_READING PASSAGE_
● ● ● ●
Published on Friday, September 21, 2001
Fight the Roots of
Terrorism
by Steve Niva
The current fight against
terrorism poses an unprecedented challenge. To succeed, the US must overcome
the desire for massive military retaliation in response to the horrific attacks
on September 11. It should adopt a strategy based on a more accurate
understanding of the perpetrators of these attacks and the roots of
anti-American sentiments in the Middle East.
For starters, that means
moving far beyond Osama bin Laden. The likely perpetrators of these murderous
attacks are the product of a fringe network of militants originally recruited
by the CIA and Pakistan from around the Arab and Muslim world in the 1980s
during the Soviet war with Afghanistan. After pulling its support once the
Soviet Union left, the US further angered these militants during the Gulf War
when it stationed troops and bases in the Arabian Peninsula near the holy sites
of Mecca and Medina. Consequently, anti-US bombings began increasing from the
1995 and 1996 car-bombings at US military installations in Saudi Arabia, to the
1998 bombings of the US embassies in Kenya and Tanzania and the recent attack
on the USS Cole in Yemen.
● ● ● ●
_DATASET EXCERPTS_
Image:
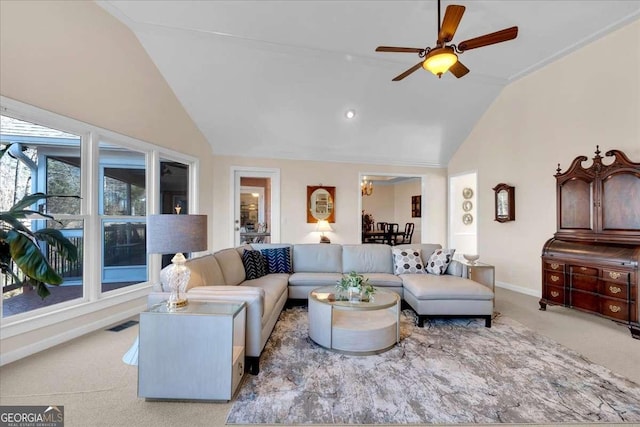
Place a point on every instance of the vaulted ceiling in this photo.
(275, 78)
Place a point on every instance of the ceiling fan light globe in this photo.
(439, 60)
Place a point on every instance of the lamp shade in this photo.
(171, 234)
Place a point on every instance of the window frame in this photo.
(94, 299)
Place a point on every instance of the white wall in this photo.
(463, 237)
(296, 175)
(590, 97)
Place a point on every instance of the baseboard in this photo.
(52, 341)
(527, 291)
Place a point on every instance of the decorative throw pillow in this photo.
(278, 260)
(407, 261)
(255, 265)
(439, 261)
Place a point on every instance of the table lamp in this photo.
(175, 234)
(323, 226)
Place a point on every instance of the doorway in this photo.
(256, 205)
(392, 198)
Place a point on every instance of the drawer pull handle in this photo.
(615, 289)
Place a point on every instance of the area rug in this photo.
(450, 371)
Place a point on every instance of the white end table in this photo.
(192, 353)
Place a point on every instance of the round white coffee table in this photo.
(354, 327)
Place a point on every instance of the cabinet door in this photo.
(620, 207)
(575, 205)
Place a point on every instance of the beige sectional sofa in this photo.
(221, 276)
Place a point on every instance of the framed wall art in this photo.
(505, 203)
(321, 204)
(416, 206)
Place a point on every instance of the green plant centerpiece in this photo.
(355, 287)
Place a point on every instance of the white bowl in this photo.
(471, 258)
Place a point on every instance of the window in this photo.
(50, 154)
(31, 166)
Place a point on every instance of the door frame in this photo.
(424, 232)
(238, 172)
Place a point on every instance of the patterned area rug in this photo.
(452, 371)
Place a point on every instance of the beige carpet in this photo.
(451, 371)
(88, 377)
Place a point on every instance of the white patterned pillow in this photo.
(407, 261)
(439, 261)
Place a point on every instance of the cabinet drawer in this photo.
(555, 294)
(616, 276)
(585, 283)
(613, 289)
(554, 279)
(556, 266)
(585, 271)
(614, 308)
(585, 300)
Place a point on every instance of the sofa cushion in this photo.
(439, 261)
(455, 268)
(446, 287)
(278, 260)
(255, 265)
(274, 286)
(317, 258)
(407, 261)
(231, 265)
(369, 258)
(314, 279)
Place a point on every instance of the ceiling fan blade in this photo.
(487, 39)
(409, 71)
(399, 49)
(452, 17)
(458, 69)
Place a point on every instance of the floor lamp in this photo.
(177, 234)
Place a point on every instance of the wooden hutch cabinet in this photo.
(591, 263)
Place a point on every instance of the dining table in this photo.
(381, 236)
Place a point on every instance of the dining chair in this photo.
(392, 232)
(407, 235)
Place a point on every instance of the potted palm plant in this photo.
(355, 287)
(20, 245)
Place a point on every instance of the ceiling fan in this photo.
● ● ● ●
_EXERCISE TASKS_
**A.** Summarize the piece on fighting the roots of terrorism in two sentences.
**B.** Write the next part of the piece on fighting the roots of terrorism, continuing from its final sentence.

_OUTPUTS IN ORDER_
**A.** The piece argues that, to succeed against terrorism after the September 11 attacks, the US must resist the urge for massive military retaliation and base its strategy on a better understanding of the attackers and the roots of anti-American sentiment in the Middle East. It traces the likely perpetrators to a militant network recruited by the CIA and Pakistan during the Soviet war in Afghanistan, which the US angered by withdrawing its support and then stationing troops near Mecca and Medina during the Gulf War, leading to rising anti-US bombings from Saudi Arabia to Kenya, Tanzania, and the USS Cole in Yemen.

**B.**
Osama bin Laden is not the
sole mastermind of these attacks as is often claimed in the media. He just
facilitates these groups with logistics and finances. His network has no
geographical location or fixed center. It appears to be a kaleidoscopic overlay
of cells and links that span the globe from camps on the Afghan-Pakistan borderlands
to immigrant ghettoes in Europe and the U.S.
What's more, this network
is largely disconnected from most Islamic opposition groups in the Middle East
who are fighting national struggles to create Islamic states. What drives their
hatred of the US is not Islam but more political factors. They believe that
Muslims have received the brunt of international violence over the last decade.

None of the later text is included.